Write out all of the data exactly as it appears.

— START OF ROWS —

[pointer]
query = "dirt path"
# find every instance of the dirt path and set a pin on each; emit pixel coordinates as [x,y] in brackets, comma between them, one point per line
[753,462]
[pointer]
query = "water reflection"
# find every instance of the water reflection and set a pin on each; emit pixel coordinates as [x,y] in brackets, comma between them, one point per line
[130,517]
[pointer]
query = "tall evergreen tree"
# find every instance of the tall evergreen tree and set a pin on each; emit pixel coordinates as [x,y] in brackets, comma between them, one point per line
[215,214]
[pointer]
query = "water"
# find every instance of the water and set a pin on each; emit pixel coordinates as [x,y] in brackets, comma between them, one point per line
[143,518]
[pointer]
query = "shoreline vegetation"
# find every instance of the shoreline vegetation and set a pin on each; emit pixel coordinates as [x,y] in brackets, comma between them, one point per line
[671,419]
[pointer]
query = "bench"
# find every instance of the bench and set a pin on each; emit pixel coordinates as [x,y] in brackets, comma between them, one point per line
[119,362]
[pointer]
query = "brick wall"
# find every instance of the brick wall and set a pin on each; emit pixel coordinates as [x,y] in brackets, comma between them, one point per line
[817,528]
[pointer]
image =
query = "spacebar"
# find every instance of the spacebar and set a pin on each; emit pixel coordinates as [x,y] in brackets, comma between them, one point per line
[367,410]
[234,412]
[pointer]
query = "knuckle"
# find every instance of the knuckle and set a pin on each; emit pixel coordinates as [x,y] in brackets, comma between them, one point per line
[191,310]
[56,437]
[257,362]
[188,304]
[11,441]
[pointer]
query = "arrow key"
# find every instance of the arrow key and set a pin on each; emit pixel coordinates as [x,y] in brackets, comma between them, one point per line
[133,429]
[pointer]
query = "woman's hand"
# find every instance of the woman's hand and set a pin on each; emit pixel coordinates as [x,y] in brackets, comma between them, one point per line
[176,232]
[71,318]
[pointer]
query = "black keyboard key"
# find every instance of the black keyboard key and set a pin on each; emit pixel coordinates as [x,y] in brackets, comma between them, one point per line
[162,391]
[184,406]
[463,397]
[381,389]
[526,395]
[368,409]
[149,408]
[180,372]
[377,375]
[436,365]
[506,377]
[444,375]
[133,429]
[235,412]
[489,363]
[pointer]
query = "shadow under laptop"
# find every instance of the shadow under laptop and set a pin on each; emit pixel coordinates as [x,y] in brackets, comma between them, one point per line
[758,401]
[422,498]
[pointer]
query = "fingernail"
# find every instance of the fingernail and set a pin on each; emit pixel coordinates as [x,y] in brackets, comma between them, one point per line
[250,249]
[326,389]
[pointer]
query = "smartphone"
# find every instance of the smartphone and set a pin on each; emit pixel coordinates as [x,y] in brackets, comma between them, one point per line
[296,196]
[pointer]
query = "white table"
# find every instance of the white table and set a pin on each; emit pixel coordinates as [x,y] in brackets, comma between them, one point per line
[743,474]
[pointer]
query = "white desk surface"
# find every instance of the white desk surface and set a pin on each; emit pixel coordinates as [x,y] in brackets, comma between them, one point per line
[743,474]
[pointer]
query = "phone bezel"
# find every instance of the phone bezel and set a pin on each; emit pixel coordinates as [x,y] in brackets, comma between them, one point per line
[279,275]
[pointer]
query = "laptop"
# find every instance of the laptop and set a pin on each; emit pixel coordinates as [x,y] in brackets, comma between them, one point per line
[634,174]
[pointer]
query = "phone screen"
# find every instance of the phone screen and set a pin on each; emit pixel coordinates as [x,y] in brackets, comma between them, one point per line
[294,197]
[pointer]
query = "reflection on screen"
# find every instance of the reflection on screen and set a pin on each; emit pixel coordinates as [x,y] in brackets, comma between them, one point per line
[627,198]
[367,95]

— END OF ROWS —

## THE RESULT
[pointer]
query = "dirt path"
# find every instance of the dirt path and set a pin on each; emit pixel coordinates as [x,y] in brackets, comma between them, one point per line
[753,462]
[pointer]
query = "water reflection"
# find every instance of the water reflection and set a pin on each; emit pixel coordinates as [x,y] in brackets, comma between them, one point per line
[130,517]
[pointer]
query = "tall evergreen tree"
# find every instance of the tall evergreen tree and set a pin on each; emit pixel coordinates as [x,y] in brackets, comma between them, one point per line
[215,214]
[pointer]
query = "water"
# find every instance of the water and set a pin on each; emit pixel coordinates as [x,y] in brackets, comma between them, one point per line
[143,518]
[pointer]
query = "shoreline vegetation"
# find every instance of the shoreline vegetation and set a pin on each; emit pixel coordinates as [x,y] in brackets, comma between them, one point per line
[671,419]
[pointer]
query = "bench"
# find every instance of the bench and set a pin on each; emit pixel coordinates as [x,y] in brackets, comma between them, one point per line
[119,362]
[pointer]
query = "brick wall"
# find every instance of the brick wall and set a pin on each; emit pixel coordinates as [x,y] in brackets, comma between them, one point per line
[817,528]
[pointer]
image =
query = "spacebar"
# find every instance of the spacebar and set a pin on each; emit pixel coordinates as [x,y] in brackets, comma between them, one point per line
[367,410]
[234,412]
[pointer]
query = "knuckle"
# find every instance of the knuckle and set a pin on each; emit pixel coordinates as [x,y] in brackets, comma between them, one point per line
[191,310]
[56,437]
[257,362]
[188,304]
[11,441]
[pointer]
query = "arrow key"
# find every instance of the arrow key and set a pin on each; emit pixel coordinates as [x,y] in brackets, comma between them, one point per line
[133,429]
[pointer]
query = "woman's hand"
# find every instance of the woman's hand and set a pin on each; emit pixel coordinates as [x,y] in brackets, comma between them, one point per line
[176,232]
[71,318]
[pointer]
query = "black keyboard key"
# find every instance of the black keyboard key and set a pin on each; emit pixel coordinates as [x,y] in brackets, comma between them, one point per line
[162,391]
[184,406]
[463,397]
[381,389]
[526,395]
[368,409]
[149,408]
[180,372]
[377,375]
[436,365]
[506,377]
[444,375]
[133,429]
[235,412]
[489,363]
[pointer]
query = "shadow under laptop"
# find every instance of the shadow under laptop and set a pin on each; emit pixel coordinates as [x,y] in brackets, comma between them, one point per line
[758,401]
[422,498]
[pointer]
query = "fingernail"
# find every instance of the fingernail and set a pin on each; emit pixel coordinates as [x,y] in brackets, comma between them, one point per line
[250,249]
[326,389]
[pointer]
query = "smartphone"
# find every instance of the smartphone and set a pin on each; emit pixel coordinates as [x,y] in brackets, comma between them, one point per line
[296,196]
[pointer]
query = "white table"
# find every instance of the white table and set a pin on each; emit pixel coordinates as [x,y] in brackets, comma between them, one point per line
[743,474]
[pointer]
query = "white desk surface"
# find every instance of the white desk surface and set a pin on each; emit pixel coordinates as [x,y] in brackets, comma between them, one point per line
[743,474]
[pointer]
query = "phone bezel"
# find every instance of the phone bezel and set a pin on each; emit pixel coordinates as [x,y] in brackets, comma between them, one point per line
[279,275]
[pointer]
query = "laptop"
# find every instance of the laptop and set a pin on each; emit pixel coordinates as [x,y] in brackets, comma between them, one point per line
[634,174]
[pointer]
query = "phone screen"
# find every instance of the phone screen and set a pin on each; emit pixel coordinates as [x,y] in brackets, comma between them, one point per line
[294,197]
[pointer]
query = "reflection on screen"
# find every instance of the reflection on screen and set a pin on each; emit pixel coordinates as [x,y] in brackets, comma between them, one point per line
[627,198]
[367,95]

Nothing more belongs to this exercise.